WORK INSTRUCTIONS ::
- a) Say whether each statement agrees with the passage on phone classification with SVM below, answering yes or no and quoting the deciding words of the passage: (i) For the Norm Entropy, the threshold has to start from 0. (ii) With the RBF kernel, the highest average is reached when sigma equals 1.6. (iii) The order of the polynomial strongly affects the average accuracy across the phone comparisons.
- b) Render this sentence from the passage on phone classification with SVM below in Spanish: "Some of the statistical features have parameters that can lead to different accuracy results."
- c) Carry the passage on phone classification with SVM below forward from its final sentence, in the same technical style.

PASSAGE ::
━━━━━━━━━━━━━━━━━━━━━━━━━━━━━━

The SVM was used with the Sequential Minimal Optimization (SMO) method and we specified the fraction of variables (we denoted it as kkt level in the rest of the paper) allowed to violate the Karush–Kuhn–Tucker (KKT) conditions for the SMO training method.

The theory of SVM is well known and the reader can refer to [16] for further details.

4. Experimental Results

In this section, we show the results of the experimental tests to evaluate how different parameters and different SVM kernel functions can be used to distinguish the different phones. As described in Section 3, two sets of measurements were taken on different days to evaluate the robustness of the algorithm against time.

In the following results, we evaluate the performance of the Accelerometer’s X output. In Section 4.4, we evaluate the performance for different components of the MEMS and other axes of the accelerometer. Since some features work better than others, in order to decide which features are the best, we need to compare them directly. To do this, we calculate the average score of all the comparisons of each phone against the others, as shown in Figure 4. The results were obtained by using the SVM with a Gaussian Radial Basis Function (RBF), a σ parameter equal to 0.5 and a kkt level equal to 0.1. This was just a starting setting as, in the next sections, we will optimize the parameters both for statistical features and kernel functions.

4.1. Features Optimization

Some of the statistical features have parameters that can lead to different accuracy results. In particular, Threshold Entropy, Sure Entropy and Norm Entropy require the setting of a threshold value. Different values of the threshold can provide different values of the accuracy. We experimentally identified the best values of the threshold. The accuracy scores shown in Figure 4 were calculated with the threshold value giving the best average accuracy for each comparison. Graphs showing the effect of different values of the threshold $P_{Thr}$ on the three entropy features above are depicted in Figure 5. Note that, for the Norm Entropy, the threshold has to start from 1. As in the previous results, we used the RBF kernel function with a sigma parameter equal to 0.5 and a kkt level of 0.1. We note that some values of the threshold are difficult to select for some entropy statistical features (e.g., norm entropy) and some minor variations in the environment or the MEMS could change the optimum threshold values. This can become a concern for applications where a high and reproducible accuracy is requested (e.g., security). In these cases, an application designer may prefer to select other entropy statistical features.

4.2. Optimizing the Training Algorithm

Similarly to the features, SVM kernel functions can be optimized adjusting some settings and parameters. For example, for the RBF kernel function, we can evaluate the effects of the σ scale factor. We found out that values of sigma close to 0 give the lowest scores, while after 1 (standard value), the average approaches the maximum (67.1), which is reached when sigma equals 1.6 (we run tests with sigma up to 10).

In the same way, we analyze the effect of the order parameter in the polynomial kernel function. The order of the polynomial does not influence the average accuracy much in the different phone comparisons (Phone1 vs. Phone2, Phone1 vs. Phone3 and Phone2 vs. Phone3). However, the order 3, already used in the previous calculations, gives the best result (66.7).

━━━━━━━━━━━━━━━━━━━━━━━━━━━━━━

STORED DATA ::

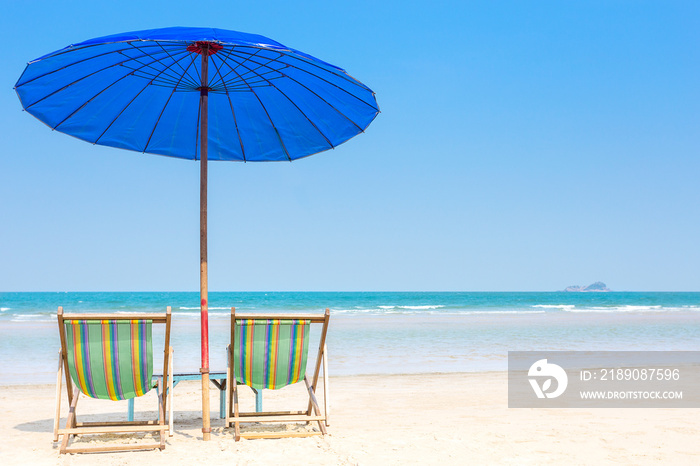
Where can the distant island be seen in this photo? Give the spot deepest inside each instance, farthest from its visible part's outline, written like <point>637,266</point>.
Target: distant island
<point>597,286</point>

━━━━━━━━━━━━━━━━━━━━━━━━━━━━━━

THE ANSWERS ::
- a)
(i) No: "Note that, for the Norm Entropy, the threshold has to start from 1."
(ii) Yes: "the average approaches the maximum (67.1), which is reached when sigma equals 1.6"
(iii) No: "The order of the polynomial does not influence the average accuracy much in the different phone comparisons"

- b) Algunas de las características estadísticas tienen parámetros que pueden conducir a distintos resultados de precisión.

- c)
Using these parameters, we can now compare all the kernel functions in order to choose the one giving the best accuracy. The best average accuracy (67.1%) is obtained using the RBF kernel function with the optimized value of sigma (1.6). However, the linear kernel function reaches almost the same average (66.7 %).

4.3. Features Combination

Using the best algorithm configuration found in the previous Section, we now combine the features in order to improve the accuracy of the identification. We saw already in Figure 4 that Variance and entropies (except Log Energy Entropy) featured the best average accuracy results. Starting from groups of two features up to the use of all of them together, we show which combination gives the best results.

4.3.1. Combination in Groups of Two, Three, Four and Five Features

Figure 6 shows the 28 combinations of two featured as grouped by comparison (Phone1 vs. Phone2, etc.) both for single and average results. It is already possible to see that when Variance and entropies are combined together, the accuracy is higher.

In order to be sure about the best combination, we show the same results grouped by pairs of features, as done in Figure 7. The best result (we now show only Indirect comparisons, i.e., Phone1 vs. 2, 1 vs. 3 and 2 vs. 3) is obtained with the pair Variance, Sure Entropy, with an average accuracy for three comparisons of 81%, which is better than the result obtained for single features.

Following the same approach, we now combine features in groups of three (56 combinations), where the best result is given by the group Variance, Log Energy Entropy, Threshold Entropy, which scores an average accuracy of 83.3% in the comparison of the three phones. Here, features are numbered following the order presented in Section 3. Again, the increase of the number of features improves the accuracy.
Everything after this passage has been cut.